### Set of tasks
A. Write out the passage of the IBD abstract starting at "Our results indicate" and ending at "groups of patients.".
B. Summarize the abstract on IL-4, TNF-α and CD23 in bowel disease in two sentences.
C. According to the IBD abstract, how many patients with active Crohn's disease took part in the study?

### Text block
╭──

Involvement of Th2 (interleukin-4) and Tumor necrosis factor-alpha in bowel disease pathogenesis through CD23/ no pathway: immunomodulatory effect of retinoic acid
© Rafa et al; licensee BioMed Central Ltd. 2014
Published: 17 March 2014
Inflammatory bowel diseases (IBD) are chronic inflammatory diseases of the gastrointestinal tract, which clinically present as one of two disorders, Crohn's disease (CD) and ulcerative colitis (UC). The CD23 is a multifunctional molecule expressed on various cells. It is know as the low-affinity receptor for the Fc portion of IgE. It expression at the cell surface of phagocytic cells has been associated with the development of many inflammatory processes. The aim of this work was to study the involvement of Th2 (IL-4) and TNF-α in bowel disease pathogenesis through the CD23/NO Pathway in Algerian patients with IBD.
Patients and methods
Twenty Patients with active UC, 15 patients with active CD and 10 healthy controls were enrolled in this study. We investigated in vivo IL-4 and TNF-α production in IBD patients. We also investigated the Th2 markers, TNF-α, CD23 and IgE using transcriptomic analysis. CD23 expression was also evaluated in inflamed colonic mucosa and PBMC using Immunohistochimistry and Western blot respectively. In the same way, we also studied in vitro the induction of nitric oxide production by Cross linking of CD23 by monoclonal antibody in the absence or presence of retinoic acid in cultures of Peripheral blood mononuclear cells (PBMC) and colonic mucosa from patients (CD and UC).
Our results indicate that IL-4/TNF-α production in IBD patients was increased in comparison to healthy donors. Transcriptomic Analysis of Th2 markers, TNF-α, CD23 and IgE revealed that levels of mRNA transcripts of the indicated genes are elevated in all IBD groups. A marked increase CD23 expression was seen in the inflamed colonic mucosa and PBMC from active UC and CD patients. In particular, CD23 expression markedly increased in samples from active UC patients. Our results show that cross linking of CD23 by monoclonal antibody up regulated NO production by PBMC and colonic mucosa. Retinoic acid down regulated the CD23 induced NO production ex vivo for the two groups of patients.
These results suggest that Th2 (IL-4) and TNF-α play a pivotal role in IBD pathogenesis disease through CD23/nitric oxide pathway. Collectively our study suggests that Retinoic acid seem to be a useful tool for development of therapeutic strategies in IBD.

╰──

### Raw data
╭──

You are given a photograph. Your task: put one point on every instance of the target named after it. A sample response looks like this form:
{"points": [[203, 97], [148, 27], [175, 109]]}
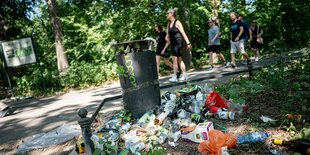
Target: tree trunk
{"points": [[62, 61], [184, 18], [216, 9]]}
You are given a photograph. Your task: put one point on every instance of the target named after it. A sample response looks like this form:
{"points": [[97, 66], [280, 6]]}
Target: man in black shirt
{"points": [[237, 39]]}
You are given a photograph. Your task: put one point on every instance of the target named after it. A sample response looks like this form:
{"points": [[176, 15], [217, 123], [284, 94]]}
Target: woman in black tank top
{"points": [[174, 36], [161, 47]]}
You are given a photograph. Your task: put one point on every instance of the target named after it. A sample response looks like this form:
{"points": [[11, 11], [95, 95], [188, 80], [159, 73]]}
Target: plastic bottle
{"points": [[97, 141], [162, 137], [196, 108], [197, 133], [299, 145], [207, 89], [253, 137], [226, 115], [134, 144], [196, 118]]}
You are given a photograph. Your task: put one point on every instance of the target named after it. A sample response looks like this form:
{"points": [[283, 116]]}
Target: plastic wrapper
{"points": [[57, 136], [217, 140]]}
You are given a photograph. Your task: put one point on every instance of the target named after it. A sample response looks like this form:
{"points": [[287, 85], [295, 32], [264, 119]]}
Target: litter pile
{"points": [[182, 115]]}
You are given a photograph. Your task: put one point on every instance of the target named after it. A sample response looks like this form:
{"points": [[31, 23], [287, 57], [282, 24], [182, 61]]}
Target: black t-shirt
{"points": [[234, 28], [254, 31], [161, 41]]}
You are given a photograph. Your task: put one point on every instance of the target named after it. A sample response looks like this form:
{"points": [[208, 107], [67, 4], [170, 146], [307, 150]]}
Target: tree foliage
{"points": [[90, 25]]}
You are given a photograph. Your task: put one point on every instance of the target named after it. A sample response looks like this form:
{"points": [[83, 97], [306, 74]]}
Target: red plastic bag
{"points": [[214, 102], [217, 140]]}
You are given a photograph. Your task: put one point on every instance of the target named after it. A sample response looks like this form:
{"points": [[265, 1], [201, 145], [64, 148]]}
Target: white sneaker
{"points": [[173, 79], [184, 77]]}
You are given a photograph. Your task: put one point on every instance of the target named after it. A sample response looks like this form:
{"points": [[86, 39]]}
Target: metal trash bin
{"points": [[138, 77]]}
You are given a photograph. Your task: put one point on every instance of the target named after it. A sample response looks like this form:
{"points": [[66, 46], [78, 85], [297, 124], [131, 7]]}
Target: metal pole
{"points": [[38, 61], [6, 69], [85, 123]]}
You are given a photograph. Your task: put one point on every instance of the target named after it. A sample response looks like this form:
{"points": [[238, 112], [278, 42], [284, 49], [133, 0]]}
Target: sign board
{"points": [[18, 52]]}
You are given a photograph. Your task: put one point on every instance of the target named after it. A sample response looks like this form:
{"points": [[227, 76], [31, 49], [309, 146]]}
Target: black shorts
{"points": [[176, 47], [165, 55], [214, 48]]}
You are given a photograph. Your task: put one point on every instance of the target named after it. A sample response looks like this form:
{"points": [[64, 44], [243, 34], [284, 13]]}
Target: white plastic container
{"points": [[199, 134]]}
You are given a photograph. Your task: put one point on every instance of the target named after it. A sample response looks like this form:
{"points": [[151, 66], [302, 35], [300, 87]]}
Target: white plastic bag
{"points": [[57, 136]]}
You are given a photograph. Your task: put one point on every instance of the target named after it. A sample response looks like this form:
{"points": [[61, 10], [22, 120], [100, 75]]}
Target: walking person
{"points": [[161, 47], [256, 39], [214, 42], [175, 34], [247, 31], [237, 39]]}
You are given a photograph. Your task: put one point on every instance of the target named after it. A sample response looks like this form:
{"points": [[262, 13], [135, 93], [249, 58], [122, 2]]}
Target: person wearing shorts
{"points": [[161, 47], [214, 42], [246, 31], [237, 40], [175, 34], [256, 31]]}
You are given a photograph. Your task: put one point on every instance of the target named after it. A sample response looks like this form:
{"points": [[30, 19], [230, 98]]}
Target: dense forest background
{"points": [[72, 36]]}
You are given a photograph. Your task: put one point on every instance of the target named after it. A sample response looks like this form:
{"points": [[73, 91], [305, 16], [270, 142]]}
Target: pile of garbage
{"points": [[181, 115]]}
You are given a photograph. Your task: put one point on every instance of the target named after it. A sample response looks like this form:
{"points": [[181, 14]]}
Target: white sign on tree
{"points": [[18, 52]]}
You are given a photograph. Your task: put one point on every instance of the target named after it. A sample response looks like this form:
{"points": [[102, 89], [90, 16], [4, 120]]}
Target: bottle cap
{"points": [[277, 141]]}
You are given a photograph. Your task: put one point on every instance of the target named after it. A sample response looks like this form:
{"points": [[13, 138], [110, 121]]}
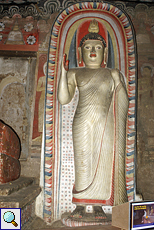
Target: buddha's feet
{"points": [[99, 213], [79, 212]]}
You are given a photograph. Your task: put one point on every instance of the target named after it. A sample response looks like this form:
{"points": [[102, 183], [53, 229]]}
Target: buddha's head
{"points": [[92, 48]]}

╰──

### List of answers
A.
Our results indicate that IL-4/TNF-α production in IBD patients was increased in comparison to healthy donors. Transcriptomic Analysis of Th2 markers, TNF-α, CD23 and IgE revealed that levels of mRNA transcripts of the indicated genes are elevated in all IBD groups. A marked increase CD23 expression was seen in the inflamed colonic mucosa and PBMC from active UC and CD patients. In particular, CD23 expression markedly increased in samples from active UC patients. Our results show that cross linking of CD23 by monoclonal antibody up regulated NO production by PBMC and colonic mucosa. Retinoic acid down regulated the CD23 induced NO production ex vivo for the two groups of patients.

B. The study looked at how Th2 (IL-4) and TNF-α are involved in inflammatory bowel disease through the CD23/NO pathway in Algerian patients with ulcerative colitis or Crohn's disease. IL-4/TNF-α production and CD23 expression were raised in patients, cross-linking CD23 increased nitric oxide production, and retinoic acid reduced that CD23-induced nitric oxide production.

C. 15